#### RECORDS PROVIDED ####

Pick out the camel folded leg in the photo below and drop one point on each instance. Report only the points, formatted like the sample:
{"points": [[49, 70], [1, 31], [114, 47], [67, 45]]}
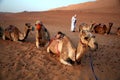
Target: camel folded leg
{"points": [[65, 62]]}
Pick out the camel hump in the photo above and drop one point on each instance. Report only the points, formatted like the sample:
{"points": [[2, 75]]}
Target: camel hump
{"points": [[10, 28]]}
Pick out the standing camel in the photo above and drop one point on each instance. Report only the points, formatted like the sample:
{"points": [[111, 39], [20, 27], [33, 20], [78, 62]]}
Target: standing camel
{"points": [[14, 34]]}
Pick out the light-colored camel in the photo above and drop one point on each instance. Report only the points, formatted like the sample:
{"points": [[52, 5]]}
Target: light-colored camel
{"points": [[14, 34], [42, 35], [118, 31], [102, 28], [67, 52], [63, 48]]}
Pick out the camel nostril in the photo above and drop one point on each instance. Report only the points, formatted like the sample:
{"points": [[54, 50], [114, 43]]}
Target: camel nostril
{"points": [[86, 38]]}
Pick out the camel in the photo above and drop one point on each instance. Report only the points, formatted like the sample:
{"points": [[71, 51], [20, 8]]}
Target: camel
{"points": [[118, 31], [1, 31], [67, 52], [14, 34], [42, 35], [102, 28], [84, 26], [63, 48], [86, 42]]}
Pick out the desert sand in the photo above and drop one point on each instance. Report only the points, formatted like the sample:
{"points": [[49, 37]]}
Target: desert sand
{"points": [[23, 61]]}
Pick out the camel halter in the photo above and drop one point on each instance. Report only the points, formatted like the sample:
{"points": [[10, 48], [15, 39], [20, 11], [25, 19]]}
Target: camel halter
{"points": [[82, 43]]}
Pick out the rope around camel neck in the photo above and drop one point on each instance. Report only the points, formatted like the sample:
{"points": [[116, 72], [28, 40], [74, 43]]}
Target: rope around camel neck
{"points": [[91, 64]]}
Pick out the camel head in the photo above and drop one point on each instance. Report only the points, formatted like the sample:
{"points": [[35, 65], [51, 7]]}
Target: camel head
{"points": [[29, 26], [88, 39]]}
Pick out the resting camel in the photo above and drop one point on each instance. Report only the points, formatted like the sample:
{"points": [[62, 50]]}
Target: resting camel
{"points": [[118, 31], [67, 52], [102, 28], [14, 34], [42, 35], [63, 48], [84, 26], [1, 31]]}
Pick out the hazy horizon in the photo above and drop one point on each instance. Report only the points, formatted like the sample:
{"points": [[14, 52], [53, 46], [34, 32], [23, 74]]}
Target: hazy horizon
{"points": [[35, 5]]}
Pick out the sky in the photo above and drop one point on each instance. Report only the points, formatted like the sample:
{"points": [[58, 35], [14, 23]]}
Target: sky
{"points": [[35, 5]]}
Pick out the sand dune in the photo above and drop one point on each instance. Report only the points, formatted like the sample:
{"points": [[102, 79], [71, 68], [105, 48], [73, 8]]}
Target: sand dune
{"points": [[96, 6], [23, 61]]}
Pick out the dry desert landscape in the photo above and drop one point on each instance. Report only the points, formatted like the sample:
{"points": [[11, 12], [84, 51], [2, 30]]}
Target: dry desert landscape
{"points": [[23, 61]]}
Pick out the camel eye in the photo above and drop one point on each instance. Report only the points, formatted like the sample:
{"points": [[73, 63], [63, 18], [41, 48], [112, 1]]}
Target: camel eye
{"points": [[86, 38]]}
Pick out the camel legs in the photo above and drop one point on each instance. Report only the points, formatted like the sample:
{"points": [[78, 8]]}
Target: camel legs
{"points": [[65, 62]]}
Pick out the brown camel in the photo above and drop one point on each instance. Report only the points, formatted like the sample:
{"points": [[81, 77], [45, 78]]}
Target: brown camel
{"points": [[13, 33], [87, 42], [84, 26], [118, 31], [67, 52], [42, 35], [1, 31], [63, 48], [102, 28]]}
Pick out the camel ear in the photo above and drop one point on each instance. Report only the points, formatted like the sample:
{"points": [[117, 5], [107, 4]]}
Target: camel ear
{"points": [[82, 33]]}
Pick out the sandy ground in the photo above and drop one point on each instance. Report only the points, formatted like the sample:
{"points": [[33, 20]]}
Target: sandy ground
{"points": [[23, 61]]}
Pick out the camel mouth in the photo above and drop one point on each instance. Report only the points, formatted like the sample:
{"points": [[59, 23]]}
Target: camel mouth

####

REQUIRED WORK:
Your answer should be only the number of lines in the records that hold the word "mouth".

PROBLEM SOLUTION:
2